--- Start INPUT FOR THIS TASK ---

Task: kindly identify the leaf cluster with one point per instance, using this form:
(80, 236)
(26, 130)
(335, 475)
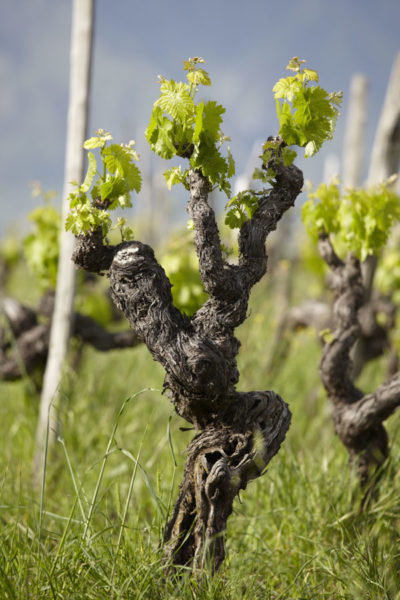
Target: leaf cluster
(105, 189)
(41, 246)
(307, 114)
(181, 127)
(360, 221)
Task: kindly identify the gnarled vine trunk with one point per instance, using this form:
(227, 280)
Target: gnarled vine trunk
(238, 432)
(358, 417)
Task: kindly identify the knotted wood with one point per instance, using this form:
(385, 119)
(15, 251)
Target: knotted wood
(238, 433)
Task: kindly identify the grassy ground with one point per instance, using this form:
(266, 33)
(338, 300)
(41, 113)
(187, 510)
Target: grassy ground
(95, 530)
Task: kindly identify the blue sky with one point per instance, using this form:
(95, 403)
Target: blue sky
(246, 45)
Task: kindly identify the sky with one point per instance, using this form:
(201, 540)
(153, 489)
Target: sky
(246, 46)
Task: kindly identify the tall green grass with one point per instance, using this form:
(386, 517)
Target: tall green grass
(96, 531)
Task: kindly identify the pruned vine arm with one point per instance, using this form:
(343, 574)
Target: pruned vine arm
(336, 365)
(214, 271)
(379, 405)
(271, 208)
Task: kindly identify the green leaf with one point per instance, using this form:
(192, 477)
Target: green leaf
(241, 208)
(176, 101)
(212, 119)
(288, 156)
(287, 88)
(97, 141)
(199, 77)
(198, 126)
(160, 134)
(231, 164)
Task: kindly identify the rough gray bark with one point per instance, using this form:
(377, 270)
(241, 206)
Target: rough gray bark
(238, 432)
(358, 418)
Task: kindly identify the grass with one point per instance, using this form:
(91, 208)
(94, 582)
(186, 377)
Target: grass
(96, 532)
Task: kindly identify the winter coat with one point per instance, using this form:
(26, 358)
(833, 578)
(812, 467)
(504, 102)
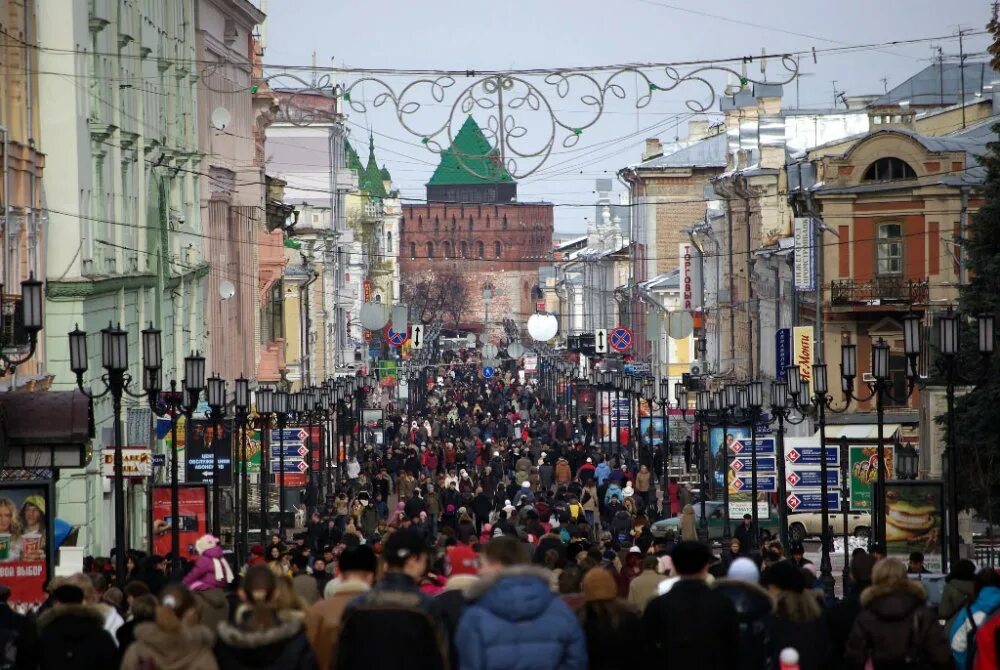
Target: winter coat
(611, 646)
(891, 623)
(209, 571)
(753, 610)
(189, 648)
(987, 604)
(957, 594)
(691, 626)
(73, 636)
(563, 473)
(515, 622)
(642, 589)
(283, 646)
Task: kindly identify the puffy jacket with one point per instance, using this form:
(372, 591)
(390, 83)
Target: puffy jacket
(515, 622)
(986, 604)
(891, 623)
(753, 609)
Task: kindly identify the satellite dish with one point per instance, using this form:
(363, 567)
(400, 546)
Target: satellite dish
(220, 118)
(374, 315)
(226, 289)
(543, 327)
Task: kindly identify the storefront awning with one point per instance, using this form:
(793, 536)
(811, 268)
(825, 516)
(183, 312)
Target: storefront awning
(44, 429)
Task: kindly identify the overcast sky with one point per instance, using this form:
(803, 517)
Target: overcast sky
(465, 34)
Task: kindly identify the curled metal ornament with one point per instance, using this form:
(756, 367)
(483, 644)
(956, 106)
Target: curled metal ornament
(513, 103)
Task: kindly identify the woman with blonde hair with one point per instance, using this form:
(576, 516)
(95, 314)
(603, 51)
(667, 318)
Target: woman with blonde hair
(174, 640)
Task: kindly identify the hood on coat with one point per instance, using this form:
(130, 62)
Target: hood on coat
(175, 650)
(522, 593)
(747, 598)
(894, 603)
(285, 629)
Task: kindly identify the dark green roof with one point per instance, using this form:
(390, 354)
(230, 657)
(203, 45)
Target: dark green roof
(480, 162)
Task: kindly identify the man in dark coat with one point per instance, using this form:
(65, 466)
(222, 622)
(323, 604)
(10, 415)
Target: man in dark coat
(72, 634)
(691, 626)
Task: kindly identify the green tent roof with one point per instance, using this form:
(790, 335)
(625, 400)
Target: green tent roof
(480, 162)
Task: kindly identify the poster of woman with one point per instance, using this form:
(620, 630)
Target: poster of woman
(24, 545)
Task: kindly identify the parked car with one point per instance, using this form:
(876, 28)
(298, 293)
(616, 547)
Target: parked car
(810, 524)
(714, 510)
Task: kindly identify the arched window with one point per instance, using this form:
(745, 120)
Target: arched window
(889, 169)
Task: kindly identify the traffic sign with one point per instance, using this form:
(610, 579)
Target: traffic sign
(620, 338)
(764, 463)
(810, 455)
(601, 341)
(765, 483)
(417, 336)
(812, 502)
(764, 446)
(812, 479)
(395, 338)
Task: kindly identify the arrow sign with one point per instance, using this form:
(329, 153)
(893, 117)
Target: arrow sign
(764, 463)
(811, 455)
(813, 502)
(812, 478)
(600, 341)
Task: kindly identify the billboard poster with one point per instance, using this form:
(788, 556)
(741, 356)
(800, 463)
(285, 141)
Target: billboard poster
(192, 512)
(199, 463)
(863, 472)
(914, 520)
(25, 527)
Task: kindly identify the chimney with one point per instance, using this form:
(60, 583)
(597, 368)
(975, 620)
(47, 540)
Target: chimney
(697, 130)
(653, 149)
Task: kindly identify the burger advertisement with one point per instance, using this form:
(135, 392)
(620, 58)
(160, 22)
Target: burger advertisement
(914, 520)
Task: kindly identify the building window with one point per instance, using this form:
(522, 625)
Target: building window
(889, 249)
(889, 169)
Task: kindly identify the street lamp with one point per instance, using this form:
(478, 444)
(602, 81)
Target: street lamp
(114, 360)
(216, 392)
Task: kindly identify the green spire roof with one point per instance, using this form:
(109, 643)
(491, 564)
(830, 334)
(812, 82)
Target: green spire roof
(475, 151)
(370, 180)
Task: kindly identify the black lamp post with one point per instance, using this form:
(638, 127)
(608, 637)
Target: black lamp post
(216, 391)
(241, 480)
(265, 418)
(880, 389)
(114, 360)
(173, 404)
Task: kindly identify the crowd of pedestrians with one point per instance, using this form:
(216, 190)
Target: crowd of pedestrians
(487, 531)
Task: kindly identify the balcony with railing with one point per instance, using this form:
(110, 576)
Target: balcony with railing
(884, 292)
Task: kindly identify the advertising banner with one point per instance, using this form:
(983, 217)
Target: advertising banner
(192, 514)
(863, 468)
(24, 547)
(914, 520)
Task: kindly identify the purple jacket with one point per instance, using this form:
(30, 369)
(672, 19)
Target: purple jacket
(204, 576)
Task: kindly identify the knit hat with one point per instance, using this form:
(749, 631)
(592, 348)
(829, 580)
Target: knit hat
(744, 570)
(598, 584)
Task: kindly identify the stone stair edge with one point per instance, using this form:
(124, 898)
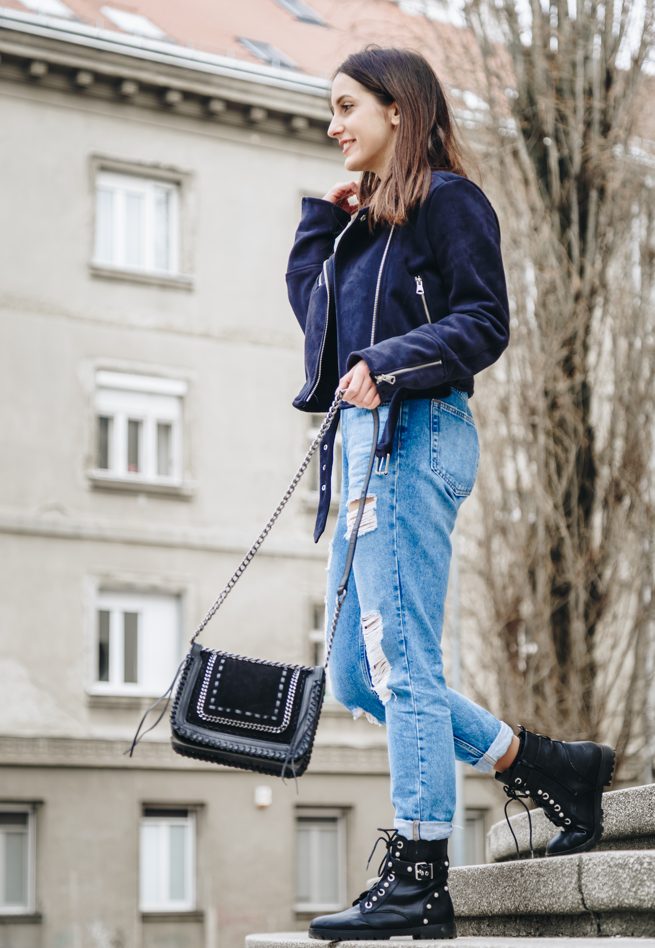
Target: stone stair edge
(302, 940)
(627, 813)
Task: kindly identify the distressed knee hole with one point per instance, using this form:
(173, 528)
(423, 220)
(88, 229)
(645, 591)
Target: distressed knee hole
(359, 712)
(378, 662)
(369, 517)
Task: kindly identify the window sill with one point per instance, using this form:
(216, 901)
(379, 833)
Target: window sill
(101, 481)
(178, 281)
(112, 701)
(192, 915)
(20, 918)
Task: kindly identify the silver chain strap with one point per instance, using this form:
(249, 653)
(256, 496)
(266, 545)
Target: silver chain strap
(245, 562)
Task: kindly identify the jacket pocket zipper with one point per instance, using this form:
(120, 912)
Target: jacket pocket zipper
(390, 378)
(327, 319)
(421, 292)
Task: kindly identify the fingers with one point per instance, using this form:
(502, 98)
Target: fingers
(360, 389)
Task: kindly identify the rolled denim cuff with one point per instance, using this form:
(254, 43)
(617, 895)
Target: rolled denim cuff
(499, 747)
(418, 829)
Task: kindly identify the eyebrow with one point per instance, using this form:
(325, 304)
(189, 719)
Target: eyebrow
(346, 95)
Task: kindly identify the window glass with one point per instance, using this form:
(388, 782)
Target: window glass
(138, 642)
(138, 428)
(319, 861)
(167, 872)
(14, 860)
(136, 222)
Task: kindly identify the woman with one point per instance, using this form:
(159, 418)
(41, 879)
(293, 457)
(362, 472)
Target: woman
(397, 282)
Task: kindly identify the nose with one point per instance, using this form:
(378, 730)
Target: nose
(334, 128)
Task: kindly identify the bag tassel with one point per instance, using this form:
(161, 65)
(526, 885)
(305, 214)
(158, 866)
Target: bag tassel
(166, 697)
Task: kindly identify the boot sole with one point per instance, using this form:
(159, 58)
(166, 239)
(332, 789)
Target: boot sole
(604, 779)
(445, 930)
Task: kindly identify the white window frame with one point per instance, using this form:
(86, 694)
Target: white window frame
(164, 821)
(29, 810)
(125, 397)
(120, 183)
(116, 602)
(316, 637)
(312, 494)
(339, 816)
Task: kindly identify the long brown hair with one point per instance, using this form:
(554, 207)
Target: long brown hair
(426, 139)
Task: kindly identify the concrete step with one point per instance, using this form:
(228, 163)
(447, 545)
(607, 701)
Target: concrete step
(593, 894)
(301, 940)
(628, 820)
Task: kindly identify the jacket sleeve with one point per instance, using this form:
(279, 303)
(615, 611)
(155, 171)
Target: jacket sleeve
(464, 237)
(320, 223)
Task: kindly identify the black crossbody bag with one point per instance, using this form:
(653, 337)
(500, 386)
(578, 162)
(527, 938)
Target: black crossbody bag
(248, 712)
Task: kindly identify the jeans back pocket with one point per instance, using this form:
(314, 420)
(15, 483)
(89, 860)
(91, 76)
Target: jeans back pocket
(455, 449)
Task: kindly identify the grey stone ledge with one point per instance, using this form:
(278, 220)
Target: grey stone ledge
(628, 820)
(301, 940)
(598, 893)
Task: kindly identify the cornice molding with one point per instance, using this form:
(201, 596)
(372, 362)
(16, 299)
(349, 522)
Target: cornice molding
(108, 531)
(65, 752)
(102, 64)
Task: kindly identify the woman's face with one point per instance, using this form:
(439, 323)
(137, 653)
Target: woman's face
(364, 128)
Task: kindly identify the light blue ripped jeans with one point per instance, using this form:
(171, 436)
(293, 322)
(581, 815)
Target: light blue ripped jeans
(386, 657)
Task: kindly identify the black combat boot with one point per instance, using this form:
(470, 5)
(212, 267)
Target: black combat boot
(411, 896)
(565, 779)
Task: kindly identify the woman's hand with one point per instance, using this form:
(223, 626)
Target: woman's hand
(360, 388)
(340, 193)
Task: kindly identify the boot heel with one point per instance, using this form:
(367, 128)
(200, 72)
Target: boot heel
(606, 769)
(444, 930)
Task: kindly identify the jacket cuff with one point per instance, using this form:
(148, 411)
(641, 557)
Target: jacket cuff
(373, 360)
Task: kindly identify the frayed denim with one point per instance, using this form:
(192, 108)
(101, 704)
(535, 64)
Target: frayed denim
(386, 660)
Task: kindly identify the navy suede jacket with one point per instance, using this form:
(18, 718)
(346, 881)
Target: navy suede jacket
(436, 314)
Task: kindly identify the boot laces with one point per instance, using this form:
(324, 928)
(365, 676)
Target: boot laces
(519, 796)
(388, 839)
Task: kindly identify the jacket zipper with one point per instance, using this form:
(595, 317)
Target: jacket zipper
(421, 292)
(327, 320)
(390, 378)
(377, 286)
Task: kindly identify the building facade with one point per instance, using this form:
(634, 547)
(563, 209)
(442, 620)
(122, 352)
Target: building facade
(149, 359)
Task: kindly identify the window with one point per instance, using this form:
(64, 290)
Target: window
(313, 475)
(167, 858)
(137, 642)
(138, 428)
(137, 223)
(320, 860)
(302, 12)
(16, 859)
(132, 22)
(267, 53)
(317, 638)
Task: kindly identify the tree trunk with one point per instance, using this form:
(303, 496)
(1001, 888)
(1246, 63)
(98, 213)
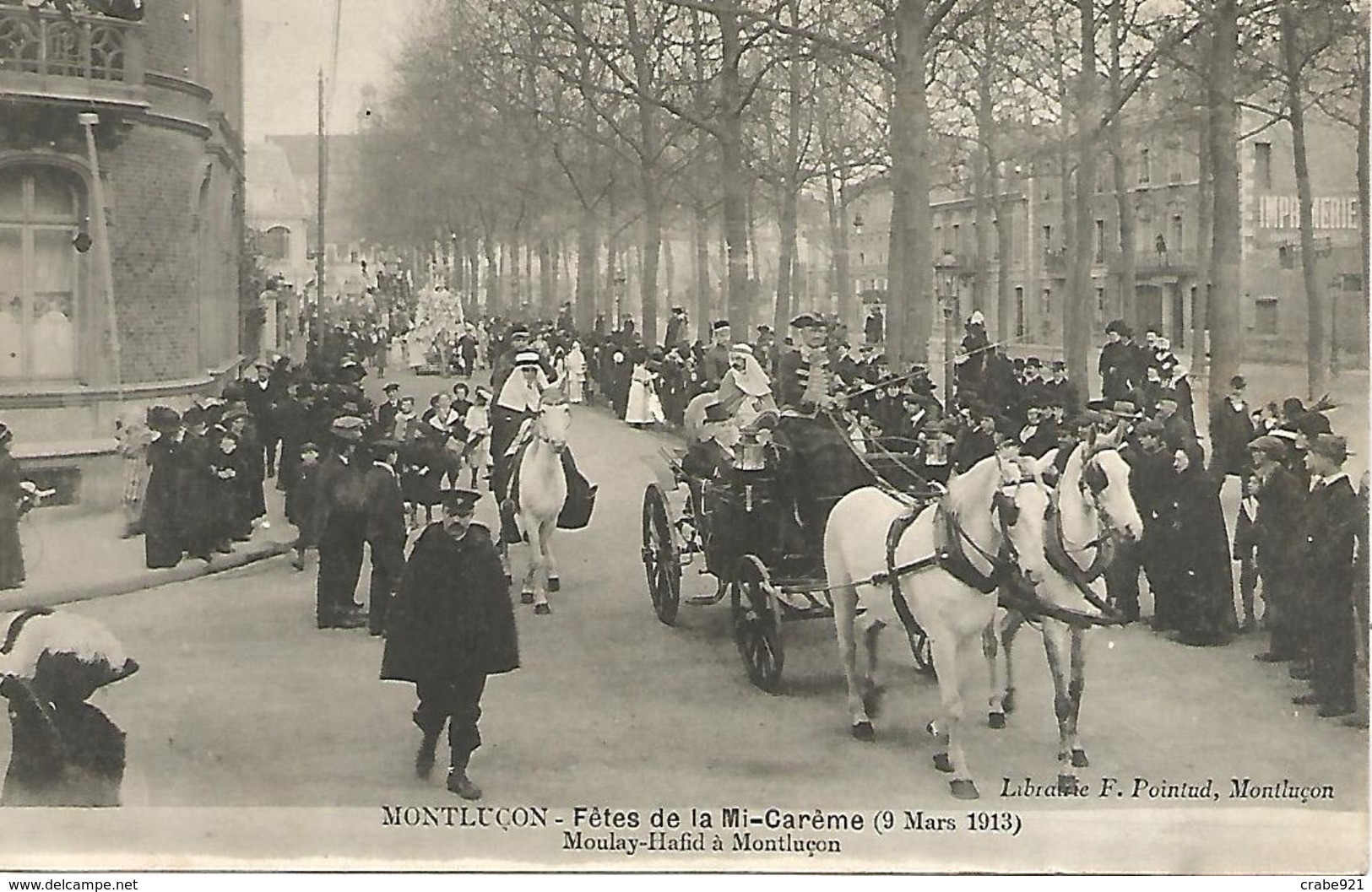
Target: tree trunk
(1364, 150)
(733, 176)
(983, 197)
(649, 138)
(1225, 317)
(588, 271)
(1005, 246)
(700, 232)
(1205, 234)
(493, 276)
(1128, 227)
(790, 186)
(546, 276)
(1077, 311)
(1317, 364)
(910, 256)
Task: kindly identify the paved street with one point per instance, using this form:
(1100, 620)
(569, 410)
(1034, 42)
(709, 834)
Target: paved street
(241, 701)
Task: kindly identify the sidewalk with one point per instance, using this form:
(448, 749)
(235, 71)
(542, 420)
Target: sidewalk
(77, 558)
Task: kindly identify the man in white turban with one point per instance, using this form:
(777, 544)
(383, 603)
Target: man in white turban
(746, 390)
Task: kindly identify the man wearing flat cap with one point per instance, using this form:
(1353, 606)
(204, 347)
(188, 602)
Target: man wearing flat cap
(715, 363)
(450, 626)
(822, 464)
(340, 525)
(1331, 517)
(1277, 541)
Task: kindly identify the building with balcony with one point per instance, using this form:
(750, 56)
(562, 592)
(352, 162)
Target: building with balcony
(1163, 176)
(135, 300)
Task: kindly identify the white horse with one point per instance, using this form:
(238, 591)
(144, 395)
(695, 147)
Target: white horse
(542, 490)
(1065, 556)
(952, 613)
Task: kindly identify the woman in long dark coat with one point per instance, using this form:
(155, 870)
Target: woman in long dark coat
(11, 549)
(1201, 558)
(164, 536)
(449, 626)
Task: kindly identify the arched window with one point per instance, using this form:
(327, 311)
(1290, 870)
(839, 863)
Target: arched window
(276, 243)
(41, 210)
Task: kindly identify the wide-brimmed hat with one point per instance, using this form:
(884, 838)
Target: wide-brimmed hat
(1269, 445)
(460, 501)
(717, 412)
(1124, 409)
(347, 429)
(1331, 446)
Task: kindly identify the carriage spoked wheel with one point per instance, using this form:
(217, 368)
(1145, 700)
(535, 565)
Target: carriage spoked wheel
(922, 652)
(662, 565)
(757, 624)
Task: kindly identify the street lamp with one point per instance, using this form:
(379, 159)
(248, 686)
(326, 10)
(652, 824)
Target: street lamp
(946, 286)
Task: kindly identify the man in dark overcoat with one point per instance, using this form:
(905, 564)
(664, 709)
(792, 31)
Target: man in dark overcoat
(452, 624)
(340, 526)
(384, 530)
(1330, 523)
(1277, 539)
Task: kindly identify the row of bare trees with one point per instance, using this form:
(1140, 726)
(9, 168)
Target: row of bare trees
(585, 138)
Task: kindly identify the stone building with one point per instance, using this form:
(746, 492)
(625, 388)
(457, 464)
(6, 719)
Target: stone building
(1163, 175)
(144, 305)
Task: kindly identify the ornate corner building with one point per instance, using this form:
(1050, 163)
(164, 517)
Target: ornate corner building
(136, 105)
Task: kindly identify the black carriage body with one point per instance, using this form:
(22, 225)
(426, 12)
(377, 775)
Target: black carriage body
(742, 513)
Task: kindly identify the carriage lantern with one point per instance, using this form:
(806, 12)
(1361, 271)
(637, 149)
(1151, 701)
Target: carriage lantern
(750, 453)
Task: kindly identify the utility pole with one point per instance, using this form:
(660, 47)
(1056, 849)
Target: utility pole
(322, 188)
(102, 235)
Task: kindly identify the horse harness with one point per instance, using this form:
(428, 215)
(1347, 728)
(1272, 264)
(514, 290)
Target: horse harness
(1017, 592)
(950, 554)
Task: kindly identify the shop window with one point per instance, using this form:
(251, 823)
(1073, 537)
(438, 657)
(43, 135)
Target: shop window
(41, 212)
(276, 243)
(1266, 316)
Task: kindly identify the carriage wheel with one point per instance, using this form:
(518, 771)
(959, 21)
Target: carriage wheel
(757, 624)
(922, 652)
(660, 558)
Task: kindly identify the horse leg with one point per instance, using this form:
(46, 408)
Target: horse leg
(555, 583)
(951, 758)
(871, 688)
(535, 582)
(1058, 649)
(1013, 624)
(1075, 689)
(845, 620)
(994, 649)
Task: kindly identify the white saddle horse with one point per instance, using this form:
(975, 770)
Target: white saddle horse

--- End INPUT FOR THIS TASK ---

**TO BE DONE**
In the listing above, find the line containing "Task: kindly identify the shop" and please quote exactly that line through the last one, and no other lines.

**ANSWER TO THE TASK**
Task: kindly identify the shop window with one point per instance, using this form:
(251, 823)
(1073, 537)
(438, 657)
(43, 135)
Target: shop window
(41, 212)
(276, 243)
(1266, 316)
Task: kindly identify the carriage wheel with one point per instance, using this form:
(518, 771)
(959, 21)
Target: carriage wheel
(757, 624)
(922, 652)
(660, 558)
Task: kindly identify the horse leg with one point per instance, using this form:
(46, 408)
Target: horse leg
(555, 583)
(951, 758)
(871, 688)
(535, 582)
(1058, 649)
(1013, 624)
(1075, 689)
(845, 620)
(994, 649)
Task: kindly identify the white saddle horse with one point per instance, using this form:
(975, 770)
Target: white saddle horse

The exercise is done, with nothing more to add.